In [10]:
import numpy as np
from sklearn.neighbors import KNeighborsClassifier
from sklearn.metrics import accuracy_score
from google.colab import drive
drive.mount('/content/drive')

Drive already mounted at /content/drive; to attempt to forcibly remount, call drive.mount("/content/drive", force_remount=True).


In [11]:
def get_data():

#----1. Prepare the Training Data
#----Features: [Weight in grams, Texture scale 1-10]
#----Labels: 0 for Apple, 1 for Orange
    features_train = [
        [140, 8],  #----Apple 1
        [150, 7],  #----Apple 2
        [130, 9],  #----Apple 3
        [200, 2],  #----Orange 1
        [220, 3],  #----Orange 2
        [210, 1],  #----Orange 3
    ]
    classes_train = ['Apple','Apple','Apple', 'Orange', 'Orange', 'Orange']

    features_test = [
        [170, 8],  #----Apple
        [190, 4]   #----Orange
    ]
    classes_test = ['Apple', 'Orange']

#----Give meaningful names to features and classes. Classes must be in order of their labels.

#####

EXERCISE OBJECTIVE:
Write out the fruit classifier notebook excerpt above in full, with no changes. The data plays no role here.

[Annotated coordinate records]
#####

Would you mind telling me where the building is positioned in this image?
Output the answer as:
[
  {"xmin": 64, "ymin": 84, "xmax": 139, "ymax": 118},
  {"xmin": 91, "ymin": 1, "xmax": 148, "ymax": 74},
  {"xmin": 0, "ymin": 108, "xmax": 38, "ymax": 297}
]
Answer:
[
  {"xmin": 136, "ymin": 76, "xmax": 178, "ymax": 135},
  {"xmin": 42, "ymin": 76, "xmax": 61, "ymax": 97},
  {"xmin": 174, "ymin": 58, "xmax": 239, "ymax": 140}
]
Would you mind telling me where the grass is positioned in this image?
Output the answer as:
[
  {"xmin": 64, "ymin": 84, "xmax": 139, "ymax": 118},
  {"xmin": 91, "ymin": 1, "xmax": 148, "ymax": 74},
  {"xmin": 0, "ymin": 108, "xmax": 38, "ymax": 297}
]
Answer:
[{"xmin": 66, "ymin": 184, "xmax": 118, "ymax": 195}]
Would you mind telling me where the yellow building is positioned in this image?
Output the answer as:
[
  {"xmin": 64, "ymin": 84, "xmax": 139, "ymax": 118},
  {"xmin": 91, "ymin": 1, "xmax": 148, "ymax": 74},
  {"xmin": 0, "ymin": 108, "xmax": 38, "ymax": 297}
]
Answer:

#####

OUTPUT FOR THIS TASK:
In [10]:
import numpy as np
from sklearn.neighbors import KNeighborsClassifier
from sklearn.metrics import accuracy_score
from google.colab import drive
drive.mount('/content/drive')

Drive already mounted at /content/drive; to attempt to forcibly remount, call drive.mount("/content/drive", force_remount=True).


In [11]:
def get_data():

#----1. Prepare the Training Data
#----Features: [Weight in grams, Texture scale 1-10]
#----Labels: 0 for Apple, 1 for Orange
    features_train = [
        [140, 8],  #----Apple 1
        [150, 7],  #----Apple 2
        [130, 9],  #----Apple 3
        [200, 2],  #----Orange 1
        [220, 3],  #----Orange 2
        [210, 1],  #----Orange 3
    ]
    classes_train = ['Apple','Apple','Apple', 'Orange', 'Orange', 'Orange']

    features_test = [
        [170, 8],  #----Apple
        [190, 4]   #----Orange
    ]
    classes_test = ['Apple', 'Orange']

#----Give meaningful names to features and classes. Classes must be in order of their labels.